> _TO DO_: Pick out every line in the entries below that contains the string "clicks" and copy each of those lines in full.

> _INPUT DATA_:
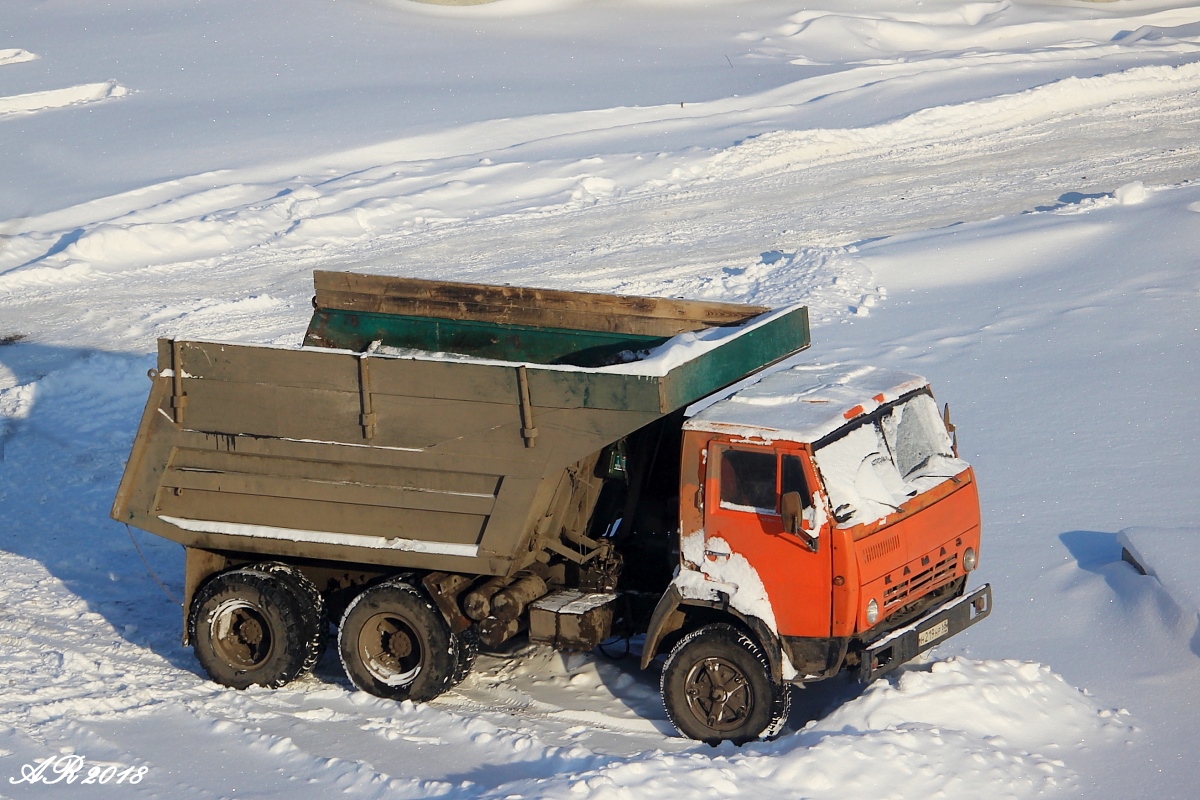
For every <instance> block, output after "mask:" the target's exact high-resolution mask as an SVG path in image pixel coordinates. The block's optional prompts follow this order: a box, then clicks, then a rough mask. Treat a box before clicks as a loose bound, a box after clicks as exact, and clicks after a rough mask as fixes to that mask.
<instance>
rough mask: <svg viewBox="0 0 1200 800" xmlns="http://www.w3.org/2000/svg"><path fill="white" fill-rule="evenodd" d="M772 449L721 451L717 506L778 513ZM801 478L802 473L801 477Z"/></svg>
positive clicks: (740, 509) (774, 472)
mask: <svg viewBox="0 0 1200 800" xmlns="http://www.w3.org/2000/svg"><path fill="white" fill-rule="evenodd" d="M775 464H776V457H775V453H773V452H763V451H761V450H725V451H722V452H721V468H720V469H721V506H722V507H725V509H734V510H738V511H756V512H758V513H778V511H776V503H775V486H776V482H775V469H776V467H775ZM802 480H803V476H802Z"/></svg>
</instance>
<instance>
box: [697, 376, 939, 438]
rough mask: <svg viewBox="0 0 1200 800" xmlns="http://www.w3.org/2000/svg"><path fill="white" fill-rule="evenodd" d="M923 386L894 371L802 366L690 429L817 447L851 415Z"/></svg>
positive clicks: (897, 396)
mask: <svg viewBox="0 0 1200 800" xmlns="http://www.w3.org/2000/svg"><path fill="white" fill-rule="evenodd" d="M923 386H925V379H924V378H920V377H919V375H913V374H908V373H906V372H899V371H896V369H887V368H882V367H862V366H847V365H842V363H829V365H821V363H812V365H798V366H794V367H791V368H790V369H781V371H779V372H774V373H772V374H769V375H767V377H766V378H763V379H762V380H760V381H757V383H755V384H751V385H749V386H746V387H744V389H742V390H739V391H738V392H737V393H734V395H733V396H731V397H727V398H725V399H724V401H721V402H719V403H714V404H713V405H709V407H708V408H706V409H704V410H702V411H700V413H698V414H696V415H695V416H694V417H691V419H690V420H689V421H688V422H686V427H688V428H689V429H692V431H718V432H721V433H730V432H731V429H737V428H744V429H745V432H746V435H755V437H762V435H763V433H764V432H775V433H779V434H782V435H781V438H782V437H786V438H787V439H790V440H794V441H815V440H817V439H820V438H821V437H823V435H826V434H827V433H832V432H834V431H836V429H838V428H839V427H840V426H842V425H845V422H846V420H847V419H848V417H846V416H845V415H846V413H847V411H850V410H851V409H853V408H856V407H862V409H863V413H869V411H871V410H874V409H876V408H878V407H880V405H882V404H883V403H888V402H892V401H894V399H896V398H899V397H901V396H902V395H906V393H908V392H911V391H914V390H917V389H920V387H923ZM852 416H853V415H852Z"/></svg>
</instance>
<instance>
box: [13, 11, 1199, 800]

> _OUTPUT OF THE EXERCISE_:
For every <instance> block, output after "mask:" the target's exact high-resolution mask as an SVG path in image pixel coordinates. The block's optional prompts follow this order: a box, then clicks, then a rough mask. Treat a box before clicks as a loose bound, a box after clicks as exact, and clicks after a rough mask as fixes to that mask.
positive clicks: (740, 509) (774, 472)
positive clicks: (897, 396)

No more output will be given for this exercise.